(Provided text)
#####

Re: Question regarding node failure scenario

Akihiro Kitada Thu, 27 Jul 2017 20:13:30 -0700

Hello Roi,

>1. At first, it did seem that adding the parameter
subscription-redundancy="1" to the client cache xml was doing the trick.
>(I did not understand however what is the meaning of "1" as the value -
should it be the number of servers here - meaning if there are
>2 servers the value should be 2?)


It means the number of redundant subscription connections.

If setting subscription-redundancy="1", your client establish the primary
subscription connection to the specific server and the secondary
subscription connection to the other server.

If you have 2 servers, it's O.K. to set subscription-redundancy="1"

#####

(Stored data)
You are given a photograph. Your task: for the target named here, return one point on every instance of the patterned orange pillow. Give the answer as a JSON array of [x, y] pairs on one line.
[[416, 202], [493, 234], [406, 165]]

#####

(What this task involves) In the forum reply on node failure, what does the value of subscription-redundancy mean? The material has no connection to the forum reply.

(Final result) It means the number of redundant subscription connections.